Segment Open

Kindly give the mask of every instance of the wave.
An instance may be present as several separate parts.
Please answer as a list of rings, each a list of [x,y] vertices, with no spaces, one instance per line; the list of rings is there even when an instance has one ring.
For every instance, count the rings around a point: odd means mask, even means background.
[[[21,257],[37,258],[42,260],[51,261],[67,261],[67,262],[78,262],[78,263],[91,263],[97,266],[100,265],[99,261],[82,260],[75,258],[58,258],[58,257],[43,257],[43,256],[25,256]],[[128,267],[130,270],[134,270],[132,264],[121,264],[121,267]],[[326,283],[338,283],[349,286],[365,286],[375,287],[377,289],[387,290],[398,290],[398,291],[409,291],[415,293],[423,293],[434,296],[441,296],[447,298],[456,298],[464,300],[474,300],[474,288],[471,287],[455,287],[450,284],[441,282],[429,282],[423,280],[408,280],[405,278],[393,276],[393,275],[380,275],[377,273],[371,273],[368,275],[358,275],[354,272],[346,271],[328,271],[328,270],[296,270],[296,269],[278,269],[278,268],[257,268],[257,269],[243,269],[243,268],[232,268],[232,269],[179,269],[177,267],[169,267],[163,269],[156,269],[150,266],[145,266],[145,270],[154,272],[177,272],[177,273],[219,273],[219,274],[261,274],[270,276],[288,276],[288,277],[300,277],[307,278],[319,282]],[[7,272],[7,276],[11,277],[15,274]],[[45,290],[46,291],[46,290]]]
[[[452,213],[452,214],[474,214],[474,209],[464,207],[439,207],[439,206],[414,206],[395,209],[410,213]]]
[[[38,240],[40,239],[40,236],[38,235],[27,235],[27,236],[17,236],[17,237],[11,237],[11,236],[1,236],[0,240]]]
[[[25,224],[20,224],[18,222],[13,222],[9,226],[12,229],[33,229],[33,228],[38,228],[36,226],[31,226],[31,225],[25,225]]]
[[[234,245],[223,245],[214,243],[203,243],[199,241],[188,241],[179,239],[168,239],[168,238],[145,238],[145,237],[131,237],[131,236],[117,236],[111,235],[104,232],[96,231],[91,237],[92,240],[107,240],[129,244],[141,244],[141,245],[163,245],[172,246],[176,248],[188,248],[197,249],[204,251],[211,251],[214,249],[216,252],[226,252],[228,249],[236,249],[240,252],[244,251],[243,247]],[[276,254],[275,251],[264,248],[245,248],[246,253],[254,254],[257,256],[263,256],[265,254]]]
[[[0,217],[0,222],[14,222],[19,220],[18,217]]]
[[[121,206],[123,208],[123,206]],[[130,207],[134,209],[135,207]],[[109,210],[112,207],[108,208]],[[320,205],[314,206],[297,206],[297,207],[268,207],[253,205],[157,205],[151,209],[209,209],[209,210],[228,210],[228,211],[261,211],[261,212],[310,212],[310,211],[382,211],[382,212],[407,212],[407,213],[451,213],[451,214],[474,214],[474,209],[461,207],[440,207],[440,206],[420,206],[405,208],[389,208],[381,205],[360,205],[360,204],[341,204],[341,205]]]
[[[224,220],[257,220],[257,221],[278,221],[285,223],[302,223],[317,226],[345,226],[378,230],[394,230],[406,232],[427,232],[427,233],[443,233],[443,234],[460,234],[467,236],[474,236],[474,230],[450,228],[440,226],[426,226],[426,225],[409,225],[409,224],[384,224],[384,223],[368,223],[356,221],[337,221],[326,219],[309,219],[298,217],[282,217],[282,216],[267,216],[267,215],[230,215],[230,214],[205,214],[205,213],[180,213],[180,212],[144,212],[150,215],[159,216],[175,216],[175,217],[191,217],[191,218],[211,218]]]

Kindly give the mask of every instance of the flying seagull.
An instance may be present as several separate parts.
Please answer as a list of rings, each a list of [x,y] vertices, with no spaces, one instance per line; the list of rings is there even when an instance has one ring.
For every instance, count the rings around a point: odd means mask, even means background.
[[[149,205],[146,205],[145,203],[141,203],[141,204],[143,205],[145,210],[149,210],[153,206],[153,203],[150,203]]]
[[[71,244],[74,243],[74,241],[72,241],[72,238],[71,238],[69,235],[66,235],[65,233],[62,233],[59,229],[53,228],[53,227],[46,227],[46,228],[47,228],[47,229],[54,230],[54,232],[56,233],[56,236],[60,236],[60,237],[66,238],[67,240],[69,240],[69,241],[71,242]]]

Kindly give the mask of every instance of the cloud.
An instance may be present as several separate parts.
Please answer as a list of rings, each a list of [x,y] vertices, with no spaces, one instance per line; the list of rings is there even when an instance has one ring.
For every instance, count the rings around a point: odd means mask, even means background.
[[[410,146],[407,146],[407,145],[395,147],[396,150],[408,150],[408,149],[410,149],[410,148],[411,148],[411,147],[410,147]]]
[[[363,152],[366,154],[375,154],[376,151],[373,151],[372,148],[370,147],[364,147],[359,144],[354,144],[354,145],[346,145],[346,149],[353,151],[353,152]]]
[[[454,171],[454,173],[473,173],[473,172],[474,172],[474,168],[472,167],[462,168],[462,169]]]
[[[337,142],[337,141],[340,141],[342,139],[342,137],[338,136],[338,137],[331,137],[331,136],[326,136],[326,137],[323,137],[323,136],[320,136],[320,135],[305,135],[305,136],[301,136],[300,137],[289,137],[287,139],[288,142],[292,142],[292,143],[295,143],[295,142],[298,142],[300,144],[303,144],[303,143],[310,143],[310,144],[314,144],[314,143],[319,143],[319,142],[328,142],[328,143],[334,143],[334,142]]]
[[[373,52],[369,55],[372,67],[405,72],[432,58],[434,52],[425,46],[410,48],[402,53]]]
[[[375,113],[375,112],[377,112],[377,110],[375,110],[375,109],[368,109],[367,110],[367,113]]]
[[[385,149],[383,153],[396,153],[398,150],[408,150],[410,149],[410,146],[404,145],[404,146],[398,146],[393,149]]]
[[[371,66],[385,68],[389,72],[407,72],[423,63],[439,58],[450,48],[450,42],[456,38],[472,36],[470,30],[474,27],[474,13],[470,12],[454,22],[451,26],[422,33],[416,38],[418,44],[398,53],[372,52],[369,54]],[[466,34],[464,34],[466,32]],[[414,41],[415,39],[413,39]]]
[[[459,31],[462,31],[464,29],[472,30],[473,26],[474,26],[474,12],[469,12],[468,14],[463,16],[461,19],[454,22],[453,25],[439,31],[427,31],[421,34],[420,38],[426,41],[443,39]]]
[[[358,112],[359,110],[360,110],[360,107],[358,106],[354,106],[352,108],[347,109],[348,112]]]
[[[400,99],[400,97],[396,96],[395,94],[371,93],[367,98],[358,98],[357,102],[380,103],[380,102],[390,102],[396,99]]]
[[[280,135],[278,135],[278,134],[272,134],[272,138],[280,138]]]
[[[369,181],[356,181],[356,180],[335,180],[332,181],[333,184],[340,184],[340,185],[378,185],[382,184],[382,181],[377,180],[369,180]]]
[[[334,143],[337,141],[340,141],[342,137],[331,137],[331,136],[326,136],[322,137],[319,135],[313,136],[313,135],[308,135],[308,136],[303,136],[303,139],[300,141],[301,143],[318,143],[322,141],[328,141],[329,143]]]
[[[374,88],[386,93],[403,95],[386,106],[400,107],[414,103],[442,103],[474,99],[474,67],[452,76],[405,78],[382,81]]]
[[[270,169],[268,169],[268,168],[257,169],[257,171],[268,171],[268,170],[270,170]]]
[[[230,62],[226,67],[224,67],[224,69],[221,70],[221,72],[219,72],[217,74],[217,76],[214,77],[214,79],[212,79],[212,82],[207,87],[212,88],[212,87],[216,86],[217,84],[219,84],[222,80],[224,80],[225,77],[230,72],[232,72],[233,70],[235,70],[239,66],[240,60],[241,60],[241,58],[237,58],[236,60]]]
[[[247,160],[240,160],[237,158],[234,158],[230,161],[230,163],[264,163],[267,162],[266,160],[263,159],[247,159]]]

Segment Closed

#### [Task to complete]
Taking the listing above, write all of it out exactly.

#### [Response]
Kindly give the mask of every instance of the wave.
An instance may be present as several separate parts.
Please answer as a list of rings, each a list of [x,y] vertices, with no spaces, one instance per line; the list of rings is there even when an instance has one ring.
For every instance, count the rings around a point: odd means mask, even means background.
[[[21,257],[37,258],[42,260],[51,261],[67,261],[67,262],[78,262],[78,263],[91,263],[97,266],[100,265],[99,261],[82,260],[75,258],[58,258],[58,257],[43,257],[43,256],[25,256]],[[128,267],[130,270],[134,270],[132,264],[121,264],[121,267]],[[326,283],[338,283],[349,286],[365,286],[375,287],[377,289],[387,290],[398,290],[398,291],[409,291],[415,293],[423,293],[434,296],[441,296],[447,298],[456,298],[464,300],[474,300],[474,288],[471,287],[455,287],[450,284],[441,282],[429,282],[423,280],[408,280],[405,278],[393,276],[393,275],[380,275],[377,273],[371,273],[368,275],[358,275],[354,272],[346,271],[328,271],[328,270],[296,270],[296,269],[278,269],[278,268],[257,268],[257,269],[243,269],[243,268],[232,268],[232,269],[179,269],[177,267],[169,267],[163,269],[156,269],[150,266],[145,266],[145,270],[154,272],[177,272],[177,273],[219,273],[219,274],[261,274],[270,276],[288,276],[288,277],[300,277],[307,278],[319,282]],[[7,272],[7,276],[11,277],[15,274]],[[45,290],[46,291],[46,290]]]
[[[452,213],[452,214],[474,214],[474,209],[464,207],[439,207],[439,206],[414,206],[395,209],[410,213]]]
[[[38,240],[40,239],[40,236],[38,235],[27,235],[27,236],[17,236],[17,237],[11,237],[11,236],[1,236],[0,240]]]
[[[25,224],[20,224],[18,222],[13,222],[9,226],[12,229],[33,229],[33,228],[38,228],[36,226],[31,226],[31,225],[25,225]]]
[[[234,245],[223,245],[214,243],[203,243],[199,241],[188,241],[179,239],[168,239],[168,238],[145,238],[145,237],[131,237],[131,236],[117,236],[111,235],[104,232],[96,231],[91,237],[92,240],[107,240],[129,244],[141,244],[141,245],[163,245],[172,246],[176,248],[188,248],[197,249],[204,251],[211,251],[214,249],[216,252],[226,252],[228,249],[236,249],[240,252],[244,251],[243,247]],[[276,254],[275,251],[264,248],[245,248],[246,253],[254,254],[257,256],[263,256],[265,254]]]
[[[0,217],[0,222],[14,222],[19,220],[18,217]]]
[[[121,206],[123,208],[123,206]],[[130,207],[134,209],[135,207]],[[109,210],[112,207],[108,208]],[[320,205],[314,206],[297,206],[297,207],[268,207],[253,205],[157,205],[151,209],[209,209],[209,210],[228,210],[228,211],[261,211],[261,212],[310,212],[310,211],[382,211],[382,212],[407,212],[407,213],[451,213],[451,214],[474,214],[474,209],[461,207],[440,207],[440,206],[420,206],[405,208],[389,208],[381,205],[360,205],[360,204],[341,204],[341,205]]]
[[[224,220],[257,220],[257,221],[278,221],[285,223],[302,223],[317,226],[345,226],[378,230],[394,230],[406,232],[427,232],[427,233],[443,233],[443,234],[460,234],[467,236],[474,236],[474,230],[450,228],[440,226],[426,226],[426,225],[409,225],[409,224],[384,224],[384,223],[368,223],[356,221],[337,221],[326,219],[309,219],[298,217],[282,217],[282,216],[267,216],[267,215],[230,215],[230,214],[205,214],[205,213],[180,213],[180,212],[144,212],[150,215],[159,216],[175,216],[175,217],[191,217],[191,218],[211,218]]]

Kindly give the mask of every instance of the flying seagull.
An instance may be present as several separate parts.
Please answer as a list of rings, each a list of [x,y] vertices, with no spaces, one instance per line; the list of rings is there even when an instance has one ring.
For every instance, count the rings around a point: odd means mask, even means background.
[[[149,205],[146,205],[145,203],[141,203],[141,204],[143,205],[145,210],[149,210],[153,206],[153,203],[150,203]]]
[[[71,244],[74,243],[74,241],[72,241],[72,238],[71,238],[69,235],[66,235],[65,233],[62,233],[59,229],[53,228],[53,227],[46,227],[46,228],[47,228],[47,229],[54,230],[54,232],[56,233],[56,236],[60,236],[60,237],[66,238],[67,240],[69,240],[69,241],[71,242]]]

Kindly give the mask of every instance of the cloud.
An instance may be present as several separate parts.
Please answer as a list of rings, each a list of [x,y] vertices, with no spaces, one instance per line; the list of rings is there even when an instance has one ring.
For every instance, count the rings around a point: odd means mask, even means background.
[[[410,146],[407,146],[407,145],[395,147],[396,150],[408,150],[408,149],[410,149],[410,148],[411,148],[411,147],[410,147]]]
[[[363,152],[366,154],[375,154],[376,151],[373,151],[372,148],[370,147],[364,147],[359,144],[354,144],[354,145],[346,145],[346,149],[353,151],[353,152]]]
[[[454,171],[454,173],[473,173],[473,172],[474,172],[474,168],[472,167],[462,168],[462,169]]]
[[[337,142],[337,141],[340,141],[342,139],[342,137],[338,136],[338,137],[331,137],[331,136],[326,136],[326,137],[323,137],[323,136],[320,136],[320,135],[305,135],[305,136],[301,136],[300,137],[289,137],[287,139],[288,142],[292,142],[292,143],[295,143],[295,142],[298,142],[300,144],[303,144],[303,143],[310,143],[310,144],[314,144],[314,143],[319,143],[319,142],[328,142],[328,143],[334,143],[334,142]]]
[[[373,52],[369,55],[372,67],[405,72],[432,58],[434,52],[425,46],[410,48],[402,53]]]
[[[375,113],[375,112],[377,112],[377,110],[375,110],[375,109],[368,109],[367,110],[367,113]]]
[[[385,149],[383,153],[396,153],[398,150],[408,150],[410,149],[410,146],[404,145],[404,146],[398,146],[393,149]]]
[[[371,66],[385,68],[389,72],[407,72],[423,63],[439,58],[450,48],[450,42],[456,38],[472,36],[470,30],[474,27],[474,13],[470,12],[454,22],[451,26],[422,33],[416,38],[418,44],[398,53],[372,52],[369,54]],[[466,34],[464,34],[466,32]],[[414,41],[415,39],[413,39]]]
[[[459,31],[462,31],[464,29],[472,30],[473,26],[474,26],[474,12],[469,12],[468,14],[463,16],[461,19],[454,22],[453,25],[439,31],[427,31],[421,34],[420,38],[426,41],[443,39]]]
[[[358,112],[359,110],[360,110],[360,107],[358,106],[354,106],[352,108],[347,109],[348,112]]]
[[[400,99],[400,97],[396,96],[395,94],[371,93],[367,98],[358,98],[357,102],[380,103],[380,102],[390,102],[396,99]]]
[[[280,135],[278,135],[278,134],[272,134],[272,138],[280,138]]]
[[[369,181],[356,181],[356,180],[335,180],[332,181],[333,184],[340,184],[340,185],[378,185],[382,184],[382,181],[377,180],[369,180]]]
[[[334,143],[337,141],[340,141],[342,137],[331,137],[331,136],[326,136],[322,137],[319,135],[313,136],[313,135],[308,135],[308,136],[303,136],[303,139],[300,141],[301,143],[318,143],[322,141],[328,141],[329,143]]]
[[[374,88],[386,93],[403,95],[386,106],[400,107],[414,103],[442,103],[474,99],[474,67],[452,76],[405,78],[382,81]]]
[[[270,169],[268,169],[268,168],[257,169],[257,171],[268,171],[268,170],[270,170]]]
[[[230,62],[226,67],[224,67],[224,69],[221,70],[221,72],[219,72],[217,74],[217,76],[214,77],[214,79],[212,79],[212,82],[207,87],[212,88],[212,87],[216,86],[217,84],[219,84],[222,80],[224,80],[225,77],[230,72],[232,72],[233,70],[235,70],[239,66],[240,60],[241,60],[241,58],[237,58],[236,60]]]
[[[247,160],[240,160],[237,158],[234,158],[230,161],[230,163],[264,163],[267,162],[266,160],[263,159],[247,159]]]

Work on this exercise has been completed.